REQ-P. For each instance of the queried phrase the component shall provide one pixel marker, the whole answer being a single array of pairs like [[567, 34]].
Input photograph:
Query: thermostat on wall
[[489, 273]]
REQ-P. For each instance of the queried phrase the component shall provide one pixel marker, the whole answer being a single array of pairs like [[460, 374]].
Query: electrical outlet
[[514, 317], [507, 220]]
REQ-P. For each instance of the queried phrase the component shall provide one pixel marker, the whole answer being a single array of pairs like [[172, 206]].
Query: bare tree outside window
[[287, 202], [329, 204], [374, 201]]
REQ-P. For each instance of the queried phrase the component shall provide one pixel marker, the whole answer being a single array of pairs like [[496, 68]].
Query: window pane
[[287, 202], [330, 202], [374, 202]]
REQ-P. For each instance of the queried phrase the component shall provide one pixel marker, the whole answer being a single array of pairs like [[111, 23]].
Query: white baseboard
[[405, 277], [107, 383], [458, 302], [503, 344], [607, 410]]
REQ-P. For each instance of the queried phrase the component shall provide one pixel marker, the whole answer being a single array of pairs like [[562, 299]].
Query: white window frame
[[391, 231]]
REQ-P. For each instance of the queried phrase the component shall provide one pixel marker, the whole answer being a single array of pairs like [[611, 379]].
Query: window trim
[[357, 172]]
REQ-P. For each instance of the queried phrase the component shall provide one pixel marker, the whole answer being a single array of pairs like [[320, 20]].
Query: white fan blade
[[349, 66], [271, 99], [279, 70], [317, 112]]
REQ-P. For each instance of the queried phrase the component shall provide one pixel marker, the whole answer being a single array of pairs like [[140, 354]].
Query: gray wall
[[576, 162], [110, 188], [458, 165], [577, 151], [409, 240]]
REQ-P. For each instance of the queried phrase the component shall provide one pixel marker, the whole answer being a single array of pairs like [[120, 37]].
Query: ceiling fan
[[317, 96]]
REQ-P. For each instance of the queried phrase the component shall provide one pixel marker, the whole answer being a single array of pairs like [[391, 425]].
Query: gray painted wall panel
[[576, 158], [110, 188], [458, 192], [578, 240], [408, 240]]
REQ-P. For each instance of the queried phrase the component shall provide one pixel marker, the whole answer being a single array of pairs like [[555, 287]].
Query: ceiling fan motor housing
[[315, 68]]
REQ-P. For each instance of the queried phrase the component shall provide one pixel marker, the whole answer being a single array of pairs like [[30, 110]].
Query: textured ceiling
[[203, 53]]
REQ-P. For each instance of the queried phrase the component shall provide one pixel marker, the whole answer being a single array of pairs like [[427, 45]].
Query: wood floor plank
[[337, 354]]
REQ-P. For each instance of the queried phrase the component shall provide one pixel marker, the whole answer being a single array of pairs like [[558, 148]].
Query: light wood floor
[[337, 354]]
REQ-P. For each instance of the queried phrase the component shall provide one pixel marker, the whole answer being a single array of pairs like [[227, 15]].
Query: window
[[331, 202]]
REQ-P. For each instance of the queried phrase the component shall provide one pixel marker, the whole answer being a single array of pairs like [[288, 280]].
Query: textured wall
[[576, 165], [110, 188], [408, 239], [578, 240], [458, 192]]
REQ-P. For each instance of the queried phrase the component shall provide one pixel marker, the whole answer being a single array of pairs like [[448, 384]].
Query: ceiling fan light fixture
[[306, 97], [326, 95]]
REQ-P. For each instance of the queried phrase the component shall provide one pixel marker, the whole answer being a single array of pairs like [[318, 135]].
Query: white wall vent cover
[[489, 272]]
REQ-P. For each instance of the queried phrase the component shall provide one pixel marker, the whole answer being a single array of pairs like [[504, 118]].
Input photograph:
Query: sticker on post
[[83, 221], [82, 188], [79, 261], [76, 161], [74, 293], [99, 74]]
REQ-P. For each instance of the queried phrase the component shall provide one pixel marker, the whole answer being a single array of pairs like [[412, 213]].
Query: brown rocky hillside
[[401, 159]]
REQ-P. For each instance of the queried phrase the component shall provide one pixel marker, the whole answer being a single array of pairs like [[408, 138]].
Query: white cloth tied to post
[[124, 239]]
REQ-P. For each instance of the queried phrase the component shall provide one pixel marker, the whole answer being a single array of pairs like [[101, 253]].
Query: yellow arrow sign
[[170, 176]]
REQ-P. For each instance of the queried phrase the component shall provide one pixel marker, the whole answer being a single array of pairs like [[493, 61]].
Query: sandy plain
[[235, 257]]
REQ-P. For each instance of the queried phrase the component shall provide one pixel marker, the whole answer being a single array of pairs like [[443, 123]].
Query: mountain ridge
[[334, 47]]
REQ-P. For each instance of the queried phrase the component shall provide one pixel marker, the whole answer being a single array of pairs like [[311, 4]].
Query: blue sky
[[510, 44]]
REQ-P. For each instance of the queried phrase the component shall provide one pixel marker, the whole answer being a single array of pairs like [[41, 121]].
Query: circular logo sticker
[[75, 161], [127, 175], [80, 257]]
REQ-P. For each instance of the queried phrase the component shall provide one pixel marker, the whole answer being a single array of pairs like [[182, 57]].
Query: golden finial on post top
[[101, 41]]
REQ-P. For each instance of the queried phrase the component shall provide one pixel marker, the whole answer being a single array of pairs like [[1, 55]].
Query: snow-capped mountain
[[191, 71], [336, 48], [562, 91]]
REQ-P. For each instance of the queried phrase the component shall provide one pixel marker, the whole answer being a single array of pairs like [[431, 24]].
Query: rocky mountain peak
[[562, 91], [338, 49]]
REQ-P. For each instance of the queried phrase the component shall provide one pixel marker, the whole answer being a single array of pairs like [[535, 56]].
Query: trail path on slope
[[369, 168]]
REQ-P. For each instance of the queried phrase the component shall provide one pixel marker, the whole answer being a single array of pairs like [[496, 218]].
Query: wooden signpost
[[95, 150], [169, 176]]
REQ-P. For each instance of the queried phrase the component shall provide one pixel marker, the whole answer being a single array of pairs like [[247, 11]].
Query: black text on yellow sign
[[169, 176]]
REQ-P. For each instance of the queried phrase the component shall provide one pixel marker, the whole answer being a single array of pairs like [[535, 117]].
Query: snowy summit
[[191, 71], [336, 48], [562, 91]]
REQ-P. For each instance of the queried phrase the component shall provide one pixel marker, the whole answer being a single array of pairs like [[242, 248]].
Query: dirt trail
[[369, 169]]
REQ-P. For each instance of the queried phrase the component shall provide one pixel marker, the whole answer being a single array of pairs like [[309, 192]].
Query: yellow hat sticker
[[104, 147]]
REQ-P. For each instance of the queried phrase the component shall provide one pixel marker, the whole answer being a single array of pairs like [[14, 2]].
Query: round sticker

________________

Job>
Please write out the stretch from the start of the listing through the line containing "[[489, 273]]", both ends included, keeping all other text unchanged. Scale each point coordinate in the answers by 1.4 and round it to a whole number, with halves rounding up.

Completed exercise>
REQ-P. For each instance of the queried phrase the component shall provide one pixel marker, the whole answer being a single array of pairs like [[567, 34]].
Input photograph:
Query: thermostat on wall
[[685, 382]]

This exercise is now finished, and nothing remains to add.